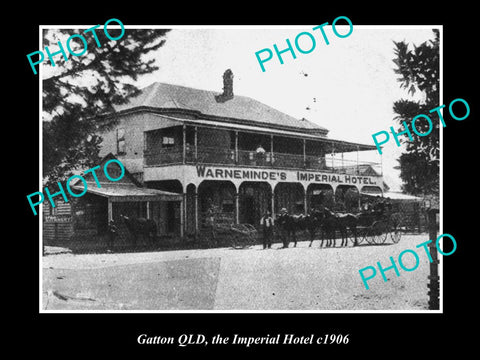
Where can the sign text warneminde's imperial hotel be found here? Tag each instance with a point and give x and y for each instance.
(186, 151)
(224, 173)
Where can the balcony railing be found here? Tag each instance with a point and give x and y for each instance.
(222, 156)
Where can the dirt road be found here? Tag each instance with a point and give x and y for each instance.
(300, 278)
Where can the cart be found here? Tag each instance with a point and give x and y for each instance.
(376, 228)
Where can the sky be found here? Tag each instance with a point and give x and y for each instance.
(348, 86)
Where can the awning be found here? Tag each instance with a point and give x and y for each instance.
(122, 193)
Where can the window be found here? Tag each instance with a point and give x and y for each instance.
(120, 141)
(168, 141)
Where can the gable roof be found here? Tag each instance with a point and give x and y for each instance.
(162, 96)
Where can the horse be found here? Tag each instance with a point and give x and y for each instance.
(343, 222)
(140, 226)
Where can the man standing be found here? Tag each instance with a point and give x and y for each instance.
(283, 222)
(267, 224)
(112, 233)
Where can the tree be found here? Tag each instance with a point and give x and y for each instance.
(419, 71)
(81, 89)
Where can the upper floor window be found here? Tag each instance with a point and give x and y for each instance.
(120, 141)
(168, 141)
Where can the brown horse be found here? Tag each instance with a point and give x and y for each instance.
(342, 222)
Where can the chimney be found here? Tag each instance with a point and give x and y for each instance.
(227, 87)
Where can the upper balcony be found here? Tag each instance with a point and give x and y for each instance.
(195, 145)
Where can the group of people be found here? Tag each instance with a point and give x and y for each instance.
(267, 224)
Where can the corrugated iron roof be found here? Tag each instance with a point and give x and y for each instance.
(129, 193)
(167, 96)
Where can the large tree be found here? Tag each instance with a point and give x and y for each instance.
(419, 71)
(77, 91)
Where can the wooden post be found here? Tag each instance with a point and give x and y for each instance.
(358, 169)
(273, 202)
(271, 155)
(236, 147)
(434, 286)
(305, 202)
(196, 143)
(196, 210)
(110, 212)
(304, 154)
(182, 222)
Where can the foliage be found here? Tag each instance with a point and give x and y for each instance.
(84, 87)
(419, 72)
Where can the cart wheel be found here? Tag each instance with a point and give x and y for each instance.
(378, 232)
(236, 242)
(351, 237)
(396, 234)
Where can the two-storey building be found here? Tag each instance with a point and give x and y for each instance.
(232, 154)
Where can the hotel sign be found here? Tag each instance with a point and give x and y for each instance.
(224, 173)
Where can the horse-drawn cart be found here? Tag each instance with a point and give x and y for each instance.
(375, 228)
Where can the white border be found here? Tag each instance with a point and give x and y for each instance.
(40, 213)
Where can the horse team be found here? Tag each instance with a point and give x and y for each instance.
(324, 221)
(319, 221)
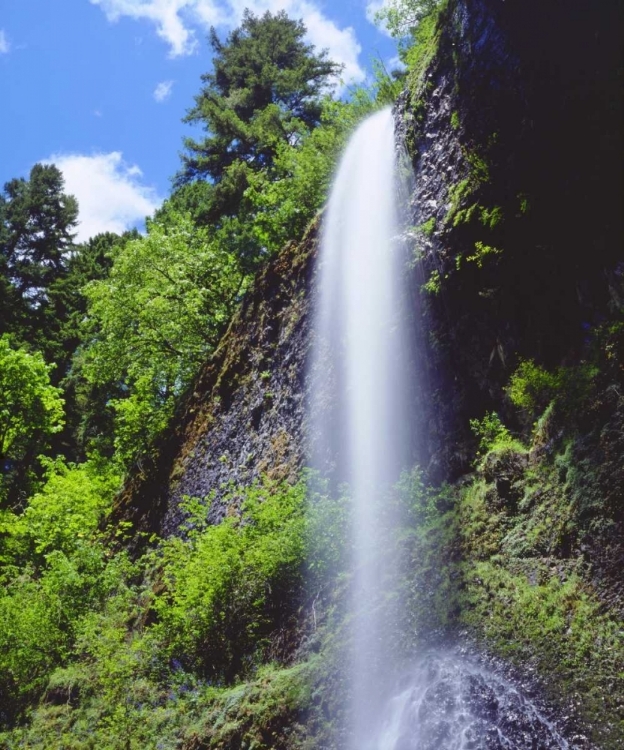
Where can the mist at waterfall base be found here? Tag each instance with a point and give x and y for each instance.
(364, 427)
(361, 348)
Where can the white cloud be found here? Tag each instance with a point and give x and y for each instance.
(163, 91)
(5, 47)
(177, 22)
(111, 196)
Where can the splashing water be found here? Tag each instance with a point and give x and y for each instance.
(361, 410)
(359, 330)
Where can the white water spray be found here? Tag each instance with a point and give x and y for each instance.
(361, 414)
(358, 332)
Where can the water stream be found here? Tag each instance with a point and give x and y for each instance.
(442, 702)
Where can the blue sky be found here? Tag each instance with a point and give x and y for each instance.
(100, 87)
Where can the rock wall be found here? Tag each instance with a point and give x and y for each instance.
(245, 415)
(514, 130)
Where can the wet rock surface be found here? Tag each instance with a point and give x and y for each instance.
(451, 703)
(245, 416)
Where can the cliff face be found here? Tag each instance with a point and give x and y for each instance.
(245, 416)
(514, 130)
(512, 120)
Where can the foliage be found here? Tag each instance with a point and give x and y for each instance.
(282, 201)
(153, 321)
(492, 434)
(36, 223)
(264, 90)
(532, 387)
(402, 17)
(69, 506)
(31, 409)
(230, 584)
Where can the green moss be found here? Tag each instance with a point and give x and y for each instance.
(434, 283)
(428, 227)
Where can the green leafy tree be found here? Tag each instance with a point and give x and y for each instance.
(31, 411)
(402, 17)
(265, 89)
(153, 321)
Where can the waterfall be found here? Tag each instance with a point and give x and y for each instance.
(361, 414)
(360, 348)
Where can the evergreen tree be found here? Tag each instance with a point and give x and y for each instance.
(266, 88)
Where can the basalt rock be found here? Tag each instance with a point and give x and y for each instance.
(245, 415)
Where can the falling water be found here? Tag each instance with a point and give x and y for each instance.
(359, 333)
(361, 412)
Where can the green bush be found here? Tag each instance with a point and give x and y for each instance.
(492, 434)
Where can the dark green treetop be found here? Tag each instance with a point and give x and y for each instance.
(266, 88)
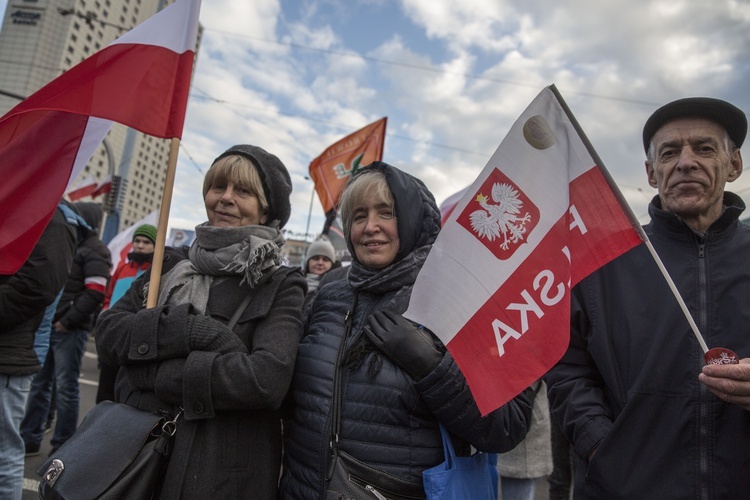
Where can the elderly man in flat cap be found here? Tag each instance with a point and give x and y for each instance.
(647, 419)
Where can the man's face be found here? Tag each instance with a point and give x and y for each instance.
(141, 244)
(690, 167)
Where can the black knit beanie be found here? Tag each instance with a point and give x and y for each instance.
(277, 184)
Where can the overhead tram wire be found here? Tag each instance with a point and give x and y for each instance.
(339, 126)
(427, 68)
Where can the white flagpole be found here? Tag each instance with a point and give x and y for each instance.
(633, 219)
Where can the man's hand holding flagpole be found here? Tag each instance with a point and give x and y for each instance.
(543, 214)
(141, 80)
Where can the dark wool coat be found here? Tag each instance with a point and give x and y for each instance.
(628, 384)
(387, 420)
(26, 294)
(228, 443)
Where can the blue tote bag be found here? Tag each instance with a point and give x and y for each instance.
(473, 477)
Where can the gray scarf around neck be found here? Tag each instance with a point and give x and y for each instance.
(245, 251)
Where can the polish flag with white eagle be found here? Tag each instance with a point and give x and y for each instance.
(141, 80)
(541, 216)
(85, 188)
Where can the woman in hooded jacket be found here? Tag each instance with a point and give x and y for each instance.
(182, 355)
(396, 381)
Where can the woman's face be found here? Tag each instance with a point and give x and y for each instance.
(232, 205)
(374, 233)
(319, 264)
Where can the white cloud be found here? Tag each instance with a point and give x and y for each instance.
(296, 77)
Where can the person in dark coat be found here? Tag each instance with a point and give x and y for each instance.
(646, 418)
(137, 262)
(320, 260)
(398, 382)
(24, 296)
(182, 354)
(81, 300)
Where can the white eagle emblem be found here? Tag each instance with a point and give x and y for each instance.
(502, 219)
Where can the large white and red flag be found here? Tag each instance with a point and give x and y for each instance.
(541, 216)
(141, 80)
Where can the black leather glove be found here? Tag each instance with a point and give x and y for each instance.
(207, 334)
(411, 348)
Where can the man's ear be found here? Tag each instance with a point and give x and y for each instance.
(651, 175)
(735, 166)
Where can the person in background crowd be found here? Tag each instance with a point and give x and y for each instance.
(138, 261)
(321, 258)
(222, 339)
(520, 467)
(80, 302)
(399, 382)
(24, 296)
(646, 417)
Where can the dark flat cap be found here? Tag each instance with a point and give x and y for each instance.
(728, 116)
(277, 184)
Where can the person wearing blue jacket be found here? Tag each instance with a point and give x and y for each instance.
(397, 381)
(646, 418)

**Prompt**
Reproduce each entry verbatim, excluding any embedded images.

**Final answer**
Where can the sign text warneminde's imperial hotel be found here? Tag each instance with a point and give x and y for each instance.
(186, 151)
(224, 173)
Where can the balcony railing be found here? Tag each instance with a point and give x and y for each instance.
(222, 156)
Where can the dirt road be found here? Tag each instance with a point and give x and y for each instance.
(300, 278)
Where can the cart be found here? Tag each instance with a point and give x and y for each instance.
(376, 228)
Where can the sky be found here? Tag each instance with a point and give x and y for each instance.
(348, 86)
Where can the awning be found here? Tag each instance with a point and give x and y for each instance.
(122, 193)
Where can the window be found here? Tag each instance with a point and give x and y for each instance.
(120, 141)
(168, 141)
Where can the gable roof be found here? Tag each instance with a point and give x and y for each instance.
(162, 96)
Where can the horse be found here? Tag each instance with a point and give x and y for each instance.
(343, 222)
(140, 226)
Where can the man standing be found here? Tag each instance with a point and give x and y for each instance.
(283, 222)
(267, 224)
(112, 233)
Where can the tree be found here? Tag each instance with a point and give x and y for each instance.
(419, 71)
(81, 89)
Where can the upper floor window be found here? Tag each instance with a point and give x and y for each instance.
(120, 141)
(168, 141)
Where can the brown horse be found here? Tag each instance with a point and give x and y for each instance.
(342, 222)
Where can the chimney be found here? Tag each instance with a point and give x and y for each instance.
(227, 87)
Where can the upper balcony be found here? Tag each instance with a point and give x and y for each instance.
(195, 145)
Where can the group of people be found here? Tag each instance with a point and give x and y for each instance.
(267, 224)
Where can the corrugated iron roof be found here? Tag each instance with a point and give x and y for each instance.
(129, 193)
(167, 96)
Where can the large tree be found here? Tag each instance with a point and give x and y for each instance.
(419, 71)
(77, 91)
Where can the wooden post be found here? Tag each instance with a point and give x and y for each instance.
(358, 169)
(273, 202)
(271, 155)
(236, 147)
(434, 286)
(305, 202)
(196, 143)
(196, 210)
(110, 212)
(304, 154)
(182, 222)
Where can the foliage be found here? Tag each instance with a point and give x and y for each instance.
(84, 87)
(419, 72)
Where can the cart wheel be found here? Tag each instance with a point and give x and y for each instance.
(378, 232)
(236, 242)
(351, 237)
(396, 234)
Where can the two-storey building be found here? Tag each instance with a point and give x and y for each instance.
(232, 154)
Where can the hotel sign be found here? Tag each instance with a point and give x and y for each instance.
(224, 173)
Where can the horse-drawn cart be found here? Tag each instance with a point and give x and y for each instance.
(375, 228)
Where can the white border be found here? Tag each instance with a point and give x and y for each instance.
(40, 213)
Where can the horse team be found here? Tag each instance with a point and give x and y for each instance.
(324, 221)
(319, 221)
Where can the mist at waterfall base be found here? Tag each instance with a point and give x and y for each instance.
(364, 427)
(361, 348)
Where can the white cloud be found here? Tag each instance with a point and give x and y for each instance.
(163, 91)
(5, 47)
(177, 22)
(111, 196)
Where can the splashing water be found here? Tag each instance with a point and give x and y for each instance.
(361, 410)
(359, 330)
Where can the white water spray be found here? Tag each instance with a point and give x and y for each instance.
(361, 414)
(358, 332)
Where can the water stream be found here? Tag each instance with a point and give x and y for each instance.
(442, 702)
Where can the blue sky be found here? Tag each instance with a point and give x and y for each instance.
(100, 87)
Where can the rock wall be found here? Tag each instance with a point and give x and y for each instance.
(245, 415)
(514, 130)
Where can the wet rock surface be found here? Tag each instance with a point and give x and y for each instance.
(451, 703)
(245, 416)
Where can the cliff face be found here? Tag each instance with a point and give x and y for each instance.
(245, 416)
(514, 130)
(512, 120)
Where can the foliage be found here? Tag each instance with a point and give x and y for each instance.
(282, 201)
(153, 321)
(492, 434)
(36, 223)
(264, 90)
(532, 387)
(402, 17)
(69, 506)
(31, 409)
(230, 584)
Where can the green moss be found here? Tag each instance with a point and give x and y for each instance.
(434, 283)
(428, 227)
Where can the green leafy tree be found here? Tag each instance with a point and give x and y for each instance.
(31, 411)
(402, 17)
(265, 89)
(153, 321)
Where can the waterfall be found here? Tag each instance with a point and give x and y for each instance.
(361, 414)
(360, 348)
Where can the evergreen tree be found here? Tag each instance with a point and give x and y for each instance.
(266, 88)
Where can the basalt rock be found here? Tag each instance with a point and give x and y for each instance.
(245, 415)
Where can the falling water be found here? Tag each instance with a point and give x and y for each instance.
(359, 333)
(361, 412)
Where can the green bush be found here? Tag each instance with a point and give x and y for each instance.
(492, 434)
Where can the dark green treetop be found here? Tag each instance with a point and give x and y for each instance.
(266, 88)
Where can the elderly man in flat cap be found here? Tag each instance with a point and give x and y for each instance.
(647, 419)
Where can the man's face be found here? Tag each instance with a point and give x and y for each instance.
(141, 244)
(690, 167)
Where can the black knit beanie be found here? Tag each instance with a point and give x and y for each instance.
(277, 184)
Where can the overhead tram wire be found here? Tag each instance with a point and give x and y for each instance.
(339, 126)
(427, 68)
Where can the white flagpole be found here? Tag each instance with a point and give x and y for each instance.
(633, 219)
Where can the man's hand holding flagpole be found here? Tag each instance with a point and give x and y for each instance.
(543, 214)
(141, 80)
Where can the dark wool coat be found here? Tag each instance with a point and give x and y for each instance.
(628, 384)
(387, 420)
(26, 294)
(228, 443)
Where can the blue tote bag be found here? Tag each instance with a point and give x and y for each instance.
(473, 477)
Where can the gray scarf around neck be found here? Tag each instance with a point and give x and y for each instance.
(245, 251)
Where can the polish flag with white eagle be found here? Tag each instance with a point and give x and y for each instance.
(141, 80)
(541, 216)
(85, 188)
Where can the woman in hooded jacket be found here? Tag each instance with a point and give x and y for each instance.
(182, 355)
(396, 381)
Where can the woman's face be found here? Tag each instance with a point and give x and y for each instance.
(232, 205)
(374, 233)
(319, 264)
Where can the white cloud be found here? Tag each instance with a point and give x and y for each instance.
(296, 77)
Where can the person in dark coat be found here? Tag each instance with a point and give x and y for each instance.
(646, 418)
(137, 262)
(320, 260)
(398, 382)
(24, 296)
(182, 354)
(81, 300)
Where can the white eagle emblem be found here? Tag each instance with a point and give x and y for each instance.
(502, 219)
Where can the large white and red flag be found here? Tag each instance with a point and give x and y for each instance.
(541, 216)
(141, 80)
Where can the black leather glove be found here? Tag each instance with a point and give x and y for each instance.
(207, 334)
(411, 348)
Where can the man's ear be found here? Tag each instance with a point and give x and y for each instance.
(651, 175)
(735, 166)
Where can the person in background crowd be found here? Tag each instance with a point and give x and y for each instance.
(138, 261)
(321, 258)
(222, 339)
(520, 467)
(80, 302)
(399, 382)
(24, 296)
(646, 417)
Where can the dark flat cap be found here? Tag each instance with a point and give x and y for each instance.
(728, 116)
(277, 184)
Where can the person wearing blue jacket be found here? Tag each instance with a point and give x and y for each instance.
(397, 381)
(646, 418)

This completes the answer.